I’m the kind of person who blows her top in nontraditional ways. Last May, we put on an elaborate, splashy reading designed to attract investors. I had asked an actor to play a certain action. “I need you to be more self-involved than maybe you‘d be in real life,” I said. He disagreed. “No, I won’t be doing that,” he said. “Well,” I told him, “let‘s just try, let’s see where that scene takes us.” “I will not do it,” he said back. “I disagree, it‘s only a reading.” I left the room, went to my office, got a legal pad and wrote him a scathing letter about how closed-minded and unprofessional he was, and how afraid of allowing his character to be something less than desirable. I got my Rolodex, wrote the actor’s address on the envelope, stamped it, put it in my bag, took it home and burned it. Later, after the investor reading took place, this actor put his arm around me and said, “You know, you‘re pretty good. If I said or did anything in rehearsal, chalk it up to my not having my coffee fix in five or six hours.”

–Sue Hamilton,

producing artistic director,

L.A. Gay & Lesbian Center

One time in Warsaw, I was directing a rock opera involving a live band, a huge cast, sound equipment that the ancient national theater had seldom if ever used — and two translators. We were sailing along just fine, I thought. But then came the tech rehearsals. The days and nights dragged on. The band were punks spitting out their opinions. The cast was frazzled, stopping everything to whine and complain. No technician ever agreed with the guy he was working with, and these guys would stop everything cold and argue and argue and argue. My translators were babbling away as I spoke, embarrassed by their own people and softening, I suspected, the stupidity of what was really being said. Finally someone said something (at least reported to me in English) so mulish and stupid that I snapped.

I began to bellow. HOW DARE THEY!! STUPID,a SELFISH, FUCKHEADS!! WHAT THE FUCK WERE THEY TRYING TO DO, RUIN THEIR OWN FUCKING THEATER???!!! DEAL WITH ONE ANOTHER FOR CHRISSAKES, GET SOMETHING THE FUCK DONE, DON’T BE SUCH A BUNCH OF SELFISH ASSHOLES!!! WORK FOR THE PLAY, FOR EACH OTHER, FOR SOMETHING ASIDE FROM THIS BULLSHIT!!!!!! Words to that effect.

Of course I was also hurling myself around the stage. Picking up and throwing things down. Grabbing people. Finally I had no voice left, I had blown my cords. Silence from the crowded stage. Then, when I could focus my blurred vision again, I saw faces with bright eyes and composed, confident expressions. Sometimes even the trace of a smile. They slowly began to go back to work. Quietly.

--------------------

> **Exercise requirements**
[1] Could you extract the passage from the rehearsal stories, beginning at the words "I began to bellow." and stopping after "to that effect."?
[2] Can you rewrite the lines of the records from the one containing "Target: black beak" through the one containing "(1114, 424)", changing "green leaf" to "leafy sprig" and leaving everything else as it is?

--------------------

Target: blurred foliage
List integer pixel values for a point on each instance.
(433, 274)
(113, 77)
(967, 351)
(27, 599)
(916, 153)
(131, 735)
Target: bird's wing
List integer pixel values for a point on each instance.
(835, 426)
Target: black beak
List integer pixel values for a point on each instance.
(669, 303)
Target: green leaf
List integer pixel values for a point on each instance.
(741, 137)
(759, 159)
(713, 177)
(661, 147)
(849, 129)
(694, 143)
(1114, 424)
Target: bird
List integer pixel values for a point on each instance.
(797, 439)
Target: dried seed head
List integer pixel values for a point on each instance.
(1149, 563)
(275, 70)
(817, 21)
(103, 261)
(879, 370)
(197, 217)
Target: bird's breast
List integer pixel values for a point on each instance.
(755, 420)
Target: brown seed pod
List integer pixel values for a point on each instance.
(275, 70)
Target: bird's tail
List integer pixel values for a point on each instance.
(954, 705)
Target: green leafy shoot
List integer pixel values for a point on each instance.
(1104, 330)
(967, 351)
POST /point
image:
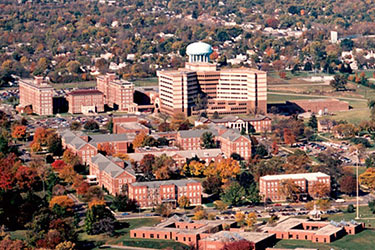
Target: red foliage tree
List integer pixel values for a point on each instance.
(58, 165)
(26, 177)
(347, 184)
(239, 245)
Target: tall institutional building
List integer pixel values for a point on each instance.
(118, 94)
(228, 91)
(38, 94)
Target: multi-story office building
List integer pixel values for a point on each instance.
(228, 91)
(85, 101)
(152, 193)
(270, 185)
(118, 94)
(38, 94)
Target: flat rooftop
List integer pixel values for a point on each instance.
(227, 236)
(307, 176)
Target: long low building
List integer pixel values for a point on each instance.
(270, 185)
(180, 156)
(152, 193)
(315, 231)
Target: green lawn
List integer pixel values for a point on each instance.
(363, 241)
(122, 234)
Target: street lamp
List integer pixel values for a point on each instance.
(357, 210)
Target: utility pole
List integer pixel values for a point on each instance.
(357, 210)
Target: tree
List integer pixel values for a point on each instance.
(122, 203)
(220, 205)
(320, 190)
(234, 194)
(183, 202)
(138, 140)
(54, 144)
(164, 209)
(347, 184)
(208, 140)
(239, 245)
(289, 189)
(240, 219)
(194, 168)
(251, 219)
(19, 132)
(70, 158)
(338, 82)
(91, 125)
(200, 214)
(75, 125)
(313, 122)
(368, 178)
(212, 185)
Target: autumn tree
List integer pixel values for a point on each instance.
(19, 132)
(289, 189)
(138, 140)
(183, 202)
(208, 140)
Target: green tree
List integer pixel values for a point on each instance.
(339, 82)
(208, 140)
(234, 194)
(313, 122)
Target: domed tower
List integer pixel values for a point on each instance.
(199, 52)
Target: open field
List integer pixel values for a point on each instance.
(363, 241)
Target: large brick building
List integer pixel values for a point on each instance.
(319, 106)
(111, 173)
(152, 193)
(315, 231)
(202, 234)
(229, 140)
(118, 94)
(87, 146)
(228, 91)
(259, 123)
(85, 101)
(36, 93)
(270, 185)
(128, 124)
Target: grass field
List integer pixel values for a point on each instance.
(363, 241)
(121, 234)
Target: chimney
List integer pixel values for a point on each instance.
(38, 80)
(111, 76)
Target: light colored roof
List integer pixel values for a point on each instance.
(156, 184)
(307, 176)
(196, 133)
(198, 48)
(110, 167)
(225, 236)
(203, 153)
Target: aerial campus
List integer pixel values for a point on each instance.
(187, 125)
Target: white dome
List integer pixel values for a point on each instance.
(198, 48)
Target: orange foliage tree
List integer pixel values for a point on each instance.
(19, 132)
(61, 200)
(138, 140)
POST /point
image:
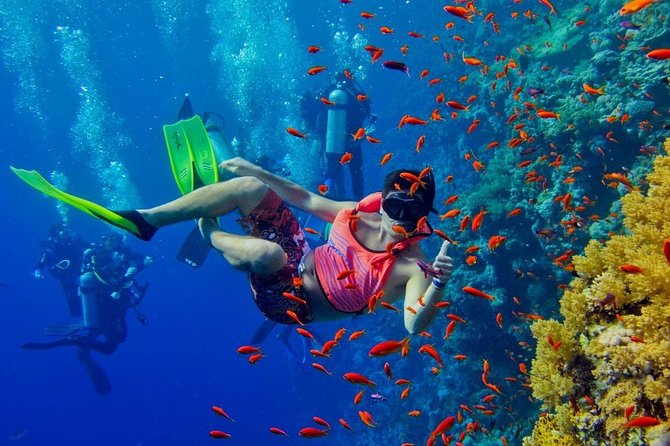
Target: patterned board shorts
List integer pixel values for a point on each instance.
(272, 220)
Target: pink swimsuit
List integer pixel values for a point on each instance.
(344, 251)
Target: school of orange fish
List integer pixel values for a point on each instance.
(466, 417)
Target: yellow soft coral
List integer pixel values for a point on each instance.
(616, 333)
(547, 433)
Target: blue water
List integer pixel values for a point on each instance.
(86, 88)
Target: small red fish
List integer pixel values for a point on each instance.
(312, 432)
(630, 269)
(477, 293)
(316, 70)
(357, 378)
(295, 132)
(642, 422)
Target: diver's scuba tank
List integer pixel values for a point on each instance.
(89, 288)
(336, 130)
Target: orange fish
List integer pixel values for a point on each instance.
(642, 422)
(357, 378)
(635, 6)
(477, 293)
(660, 54)
(316, 70)
(360, 133)
(312, 432)
(345, 425)
(630, 269)
(294, 316)
(449, 329)
(594, 91)
(477, 219)
(411, 120)
(459, 11)
(457, 105)
(367, 419)
(344, 274)
(419, 143)
(294, 298)
(545, 114)
(385, 159)
(430, 350)
(346, 158)
(495, 241)
(295, 132)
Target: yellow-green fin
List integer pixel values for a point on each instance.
(37, 181)
(191, 154)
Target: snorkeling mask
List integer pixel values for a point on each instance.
(400, 206)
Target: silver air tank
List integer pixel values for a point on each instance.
(90, 301)
(336, 130)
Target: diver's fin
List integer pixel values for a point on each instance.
(62, 329)
(181, 159)
(203, 153)
(194, 250)
(191, 154)
(194, 165)
(130, 221)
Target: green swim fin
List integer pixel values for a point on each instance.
(194, 165)
(34, 179)
(191, 154)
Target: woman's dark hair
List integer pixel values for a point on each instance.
(427, 193)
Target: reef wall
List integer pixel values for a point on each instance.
(608, 362)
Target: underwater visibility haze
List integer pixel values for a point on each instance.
(544, 123)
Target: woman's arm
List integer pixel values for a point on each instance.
(429, 290)
(294, 194)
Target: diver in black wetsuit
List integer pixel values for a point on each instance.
(334, 126)
(61, 257)
(107, 289)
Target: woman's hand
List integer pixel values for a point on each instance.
(240, 167)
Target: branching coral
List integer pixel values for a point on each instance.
(615, 340)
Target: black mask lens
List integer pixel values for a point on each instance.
(402, 207)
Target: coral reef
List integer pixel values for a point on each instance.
(612, 352)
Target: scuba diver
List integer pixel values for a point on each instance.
(107, 289)
(335, 124)
(61, 257)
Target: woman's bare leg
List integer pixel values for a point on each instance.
(215, 200)
(246, 253)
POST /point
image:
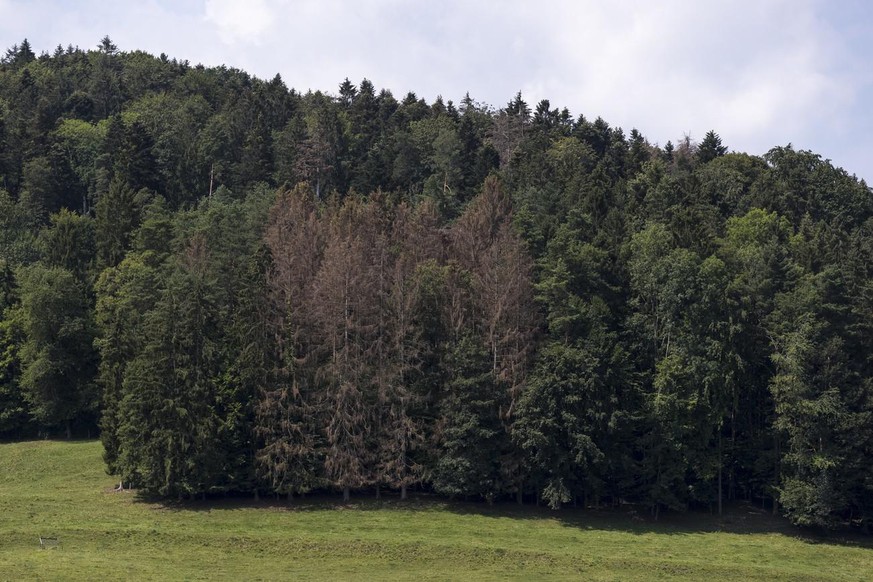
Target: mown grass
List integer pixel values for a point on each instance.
(59, 488)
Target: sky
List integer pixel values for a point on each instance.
(761, 73)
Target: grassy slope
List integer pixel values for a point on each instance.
(60, 488)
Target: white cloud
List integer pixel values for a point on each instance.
(760, 72)
(240, 21)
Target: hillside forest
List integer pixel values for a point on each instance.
(243, 289)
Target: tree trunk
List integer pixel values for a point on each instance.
(719, 474)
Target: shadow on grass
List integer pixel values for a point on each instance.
(738, 518)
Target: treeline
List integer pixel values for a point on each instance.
(245, 289)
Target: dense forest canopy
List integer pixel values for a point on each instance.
(248, 289)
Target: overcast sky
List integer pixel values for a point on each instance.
(760, 72)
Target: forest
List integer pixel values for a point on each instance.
(243, 289)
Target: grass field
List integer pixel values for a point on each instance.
(59, 488)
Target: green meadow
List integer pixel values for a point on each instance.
(60, 489)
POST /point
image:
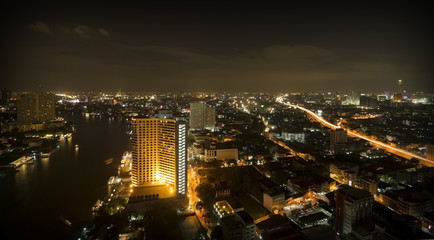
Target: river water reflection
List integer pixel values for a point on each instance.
(66, 185)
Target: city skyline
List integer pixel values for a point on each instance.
(218, 47)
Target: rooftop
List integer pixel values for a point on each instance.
(354, 193)
(273, 221)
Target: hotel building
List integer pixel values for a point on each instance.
(159, 156)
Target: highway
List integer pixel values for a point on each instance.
(387, 147)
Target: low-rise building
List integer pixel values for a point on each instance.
(273, 199)
(221, 154)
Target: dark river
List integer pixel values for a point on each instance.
(66, 185)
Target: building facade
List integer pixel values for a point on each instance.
(36, 107)
(201, 116)
(159, 153)
(353, 209)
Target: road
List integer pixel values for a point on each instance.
(394, 150)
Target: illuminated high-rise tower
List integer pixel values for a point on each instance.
(36, 107)
(159, 153)
(201, 116)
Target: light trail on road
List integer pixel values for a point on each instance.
(391, 149)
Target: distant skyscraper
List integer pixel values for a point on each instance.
(353, 208)
(430, 152)
(338, 139)
(201, 117)
(36, 107)
(159, 152)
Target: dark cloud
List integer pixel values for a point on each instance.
(201, 47)
(40, 27)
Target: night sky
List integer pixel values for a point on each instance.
(218, 46)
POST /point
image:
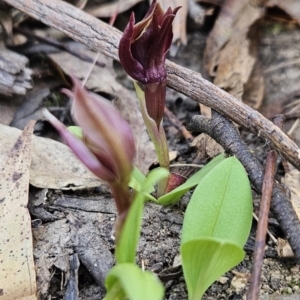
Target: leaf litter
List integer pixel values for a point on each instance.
(236, 67)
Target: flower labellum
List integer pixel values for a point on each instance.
(142, 51)
(107, 145)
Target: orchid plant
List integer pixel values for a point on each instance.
(142, 51)
(212, 236)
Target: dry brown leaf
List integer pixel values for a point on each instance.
(292, 180)
(53, 164)
(254, 89)
(108, 9)
(17, 271)
(179, 23)
(9, 108)
(103, 80)
(230, 54)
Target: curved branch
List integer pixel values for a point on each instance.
(101, 37)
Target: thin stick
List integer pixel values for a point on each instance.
(227, 135)
(101, 37)
(260, 240)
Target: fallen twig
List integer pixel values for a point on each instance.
(178, 125)
(101, 37)
(260, 240)
(227, 135)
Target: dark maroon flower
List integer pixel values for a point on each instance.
(142, 51)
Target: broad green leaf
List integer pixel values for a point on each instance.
(77, 131)
(176, 194)
(128, 281)
(205, 260)
(126, 246)
(221, 205)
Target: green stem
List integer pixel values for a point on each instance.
(158, 137)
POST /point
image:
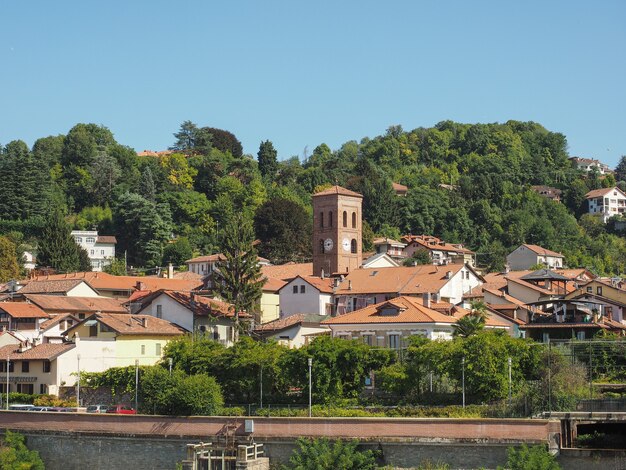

--------------------

> **Answers by task**
[1]
I began to bellow. HOW DARE THEY!! STUPID,a SELFISH, FUCKHEADS!! WHAT THE FUCK WERE THEY TRYING TO DO, RUIN THEIR OWN FUCKING THEATER???!!! DEAL WITH ONE ANOTHER FOR CHRISSAKES, GET SOMETHING THE FUCK DONE, DON’T BE SUCH A BUNCH OF SELFISH ASSHOLES!!! WORK FOR THE PLAY, FOR EACH OTHER, FOR SOMETHING ASIDE FROM THIS BULLSHIT!!!!!! Words to that effect.

[2]
Target: black beak
List integer pixel values for a point on each instance.
(669, 303)
Target: leafy sprig
List integer pixel values for a point on each instance.
(741, 137)
(759, 159)
(713, 177)
(661, 147)
(849, 129)
(694, 143)
(1114, 424)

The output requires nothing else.